Piper Kerman, whose 2010 memoir inspired the critically acclaimed Netflix series by the same name, visited Elon University to make the case for reforming the criminal justice system.
As Piper Kerman witnessed firsthand, American prisons are filled with many people who have been marginalized by society long before they were ever assigned an inmate number. Convicts often experience substance abuse, poverty, mental illness or racism in the communities from which they’re removed.
So anyone who wants to reduce crime, improve communities and strengthen families should start by examining the way they treat Americans who live with such challenges, the bestselling author said Wednesday during a visit to Elon University.
“There are a lot of different ways we push people to the edges of our society,” Kerman said. “I would suggest strongly that if we can think about ways to pull people into the heart of a community, we’re going to be a lot less reliant on prison and jail cells than we have been for the last 30 or 40 years.”

__Work instruction__. Write the next part of the article about Piper Kerman's Elon University visit, picking up after its final sentence. The entries that come next have no connection to the article about Piper Kerman.

(Records from a data source)
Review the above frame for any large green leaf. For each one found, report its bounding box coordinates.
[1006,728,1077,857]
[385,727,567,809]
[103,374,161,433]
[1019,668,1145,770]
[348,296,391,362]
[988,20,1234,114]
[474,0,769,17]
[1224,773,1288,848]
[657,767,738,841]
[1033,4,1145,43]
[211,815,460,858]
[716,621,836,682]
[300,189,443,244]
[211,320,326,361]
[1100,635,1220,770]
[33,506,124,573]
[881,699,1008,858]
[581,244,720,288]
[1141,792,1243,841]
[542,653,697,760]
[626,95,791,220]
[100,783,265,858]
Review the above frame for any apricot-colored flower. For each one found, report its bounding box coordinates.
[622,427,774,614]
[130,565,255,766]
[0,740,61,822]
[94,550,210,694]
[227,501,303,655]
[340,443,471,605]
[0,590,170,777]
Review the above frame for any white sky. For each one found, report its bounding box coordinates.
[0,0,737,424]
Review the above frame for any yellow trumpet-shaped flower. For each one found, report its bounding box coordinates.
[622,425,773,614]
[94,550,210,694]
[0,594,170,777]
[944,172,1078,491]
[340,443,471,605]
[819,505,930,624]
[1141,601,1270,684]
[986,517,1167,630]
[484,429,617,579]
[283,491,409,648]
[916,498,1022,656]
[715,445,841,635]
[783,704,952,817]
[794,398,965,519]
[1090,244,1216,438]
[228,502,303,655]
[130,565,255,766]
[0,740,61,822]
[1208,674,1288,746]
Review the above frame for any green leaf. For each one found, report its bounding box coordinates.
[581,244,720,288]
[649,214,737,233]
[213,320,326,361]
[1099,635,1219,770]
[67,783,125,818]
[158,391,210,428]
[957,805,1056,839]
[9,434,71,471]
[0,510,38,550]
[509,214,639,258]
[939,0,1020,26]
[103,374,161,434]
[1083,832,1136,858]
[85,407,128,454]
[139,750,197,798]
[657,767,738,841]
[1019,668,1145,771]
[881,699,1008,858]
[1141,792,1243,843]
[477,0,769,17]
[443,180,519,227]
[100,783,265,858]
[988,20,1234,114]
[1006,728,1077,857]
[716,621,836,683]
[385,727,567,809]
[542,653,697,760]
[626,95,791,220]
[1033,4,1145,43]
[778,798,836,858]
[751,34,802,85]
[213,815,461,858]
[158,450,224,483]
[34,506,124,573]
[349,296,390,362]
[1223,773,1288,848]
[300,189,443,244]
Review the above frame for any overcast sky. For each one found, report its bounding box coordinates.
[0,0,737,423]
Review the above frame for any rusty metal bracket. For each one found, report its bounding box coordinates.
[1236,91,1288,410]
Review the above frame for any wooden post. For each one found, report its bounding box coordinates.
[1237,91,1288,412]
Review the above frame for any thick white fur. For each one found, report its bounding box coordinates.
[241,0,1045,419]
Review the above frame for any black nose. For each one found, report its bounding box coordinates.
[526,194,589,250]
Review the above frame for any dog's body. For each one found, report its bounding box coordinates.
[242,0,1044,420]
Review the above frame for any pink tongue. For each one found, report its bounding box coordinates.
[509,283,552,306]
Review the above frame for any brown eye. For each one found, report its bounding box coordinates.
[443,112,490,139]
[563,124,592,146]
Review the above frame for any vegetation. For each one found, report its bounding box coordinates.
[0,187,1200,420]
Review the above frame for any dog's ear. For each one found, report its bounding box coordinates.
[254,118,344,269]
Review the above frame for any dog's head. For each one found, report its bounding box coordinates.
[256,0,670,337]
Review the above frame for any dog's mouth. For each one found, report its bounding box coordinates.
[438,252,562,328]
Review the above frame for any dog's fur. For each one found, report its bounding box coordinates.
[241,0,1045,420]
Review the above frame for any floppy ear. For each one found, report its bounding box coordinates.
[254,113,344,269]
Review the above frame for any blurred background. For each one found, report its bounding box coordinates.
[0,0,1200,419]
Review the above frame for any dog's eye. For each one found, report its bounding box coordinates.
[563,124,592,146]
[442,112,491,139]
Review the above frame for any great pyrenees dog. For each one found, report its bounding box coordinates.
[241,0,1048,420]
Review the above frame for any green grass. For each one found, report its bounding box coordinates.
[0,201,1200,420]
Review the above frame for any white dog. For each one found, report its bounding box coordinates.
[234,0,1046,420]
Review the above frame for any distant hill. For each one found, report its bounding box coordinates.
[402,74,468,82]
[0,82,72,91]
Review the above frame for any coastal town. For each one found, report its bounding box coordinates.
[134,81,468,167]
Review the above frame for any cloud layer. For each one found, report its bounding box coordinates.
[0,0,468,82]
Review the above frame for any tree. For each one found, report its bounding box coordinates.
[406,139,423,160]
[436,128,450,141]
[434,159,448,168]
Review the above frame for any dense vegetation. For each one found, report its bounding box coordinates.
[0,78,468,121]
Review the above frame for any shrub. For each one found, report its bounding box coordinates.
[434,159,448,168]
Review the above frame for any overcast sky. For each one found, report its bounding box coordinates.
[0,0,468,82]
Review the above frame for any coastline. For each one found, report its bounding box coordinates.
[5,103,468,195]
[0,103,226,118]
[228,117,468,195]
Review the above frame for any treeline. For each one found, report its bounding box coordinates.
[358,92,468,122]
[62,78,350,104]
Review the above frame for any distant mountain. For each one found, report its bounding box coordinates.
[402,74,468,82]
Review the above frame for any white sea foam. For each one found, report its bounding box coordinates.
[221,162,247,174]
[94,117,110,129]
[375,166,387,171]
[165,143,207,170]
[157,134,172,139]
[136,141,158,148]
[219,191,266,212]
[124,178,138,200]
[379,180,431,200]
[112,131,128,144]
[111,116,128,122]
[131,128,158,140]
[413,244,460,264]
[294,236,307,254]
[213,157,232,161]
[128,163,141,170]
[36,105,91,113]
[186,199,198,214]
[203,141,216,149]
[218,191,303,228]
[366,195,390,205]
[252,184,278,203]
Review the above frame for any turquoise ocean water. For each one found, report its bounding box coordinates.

__Written response__.
A packed McCrary Theatre greeted Kerman for the Sept. 30 lecture “Gettin’ Outta This Place” hosted by the Liberal Arts Forum, a student-run and Student Government Association-funded program that brings to campus each year guests who foster conversations about current interdisciplinary topics.
Kerman served just over a year in prison after a federal court convicted her of money laundering for a drug kingpin, an experience she recounted with remorse to her audience. The 1992 graduate of Smith College admitted to making poor post-college choices when she became involved with a “worldly woman” who had ties to the drug operation.
After her discharge in 2005, Kerman committed to telling the stories of the women she met and befriended in the Federal Correctional Institution in Danbury, Connecticut. Her memoir, “Orange is the New Black: My Year in a Women’s Prison,” caught the attention of Jenji Kohan, who turned the book into an Emmy and Peabody Award-winning original series for Netflix.
Kerman today works as a communications consultant for nonprofits and serves on the board of the Women’s Prison Association. She frequently speaks around the country on law, crime, gender and women’s studies, and more. Her advocacy has earned her recognition from several national groups.
“The conditions of confinement will have a powerful effect on your mental, emotional and physical well-being,” Kerman said.
In Kerman’s case, a minimum security assignment brought her together with other women who showed kindness from the very first day she started serving her sentence. Inmates approached her within hours of arrival, asking whether she had a toothbrush and shower shoes, items the Bureau of Prisons did not provide.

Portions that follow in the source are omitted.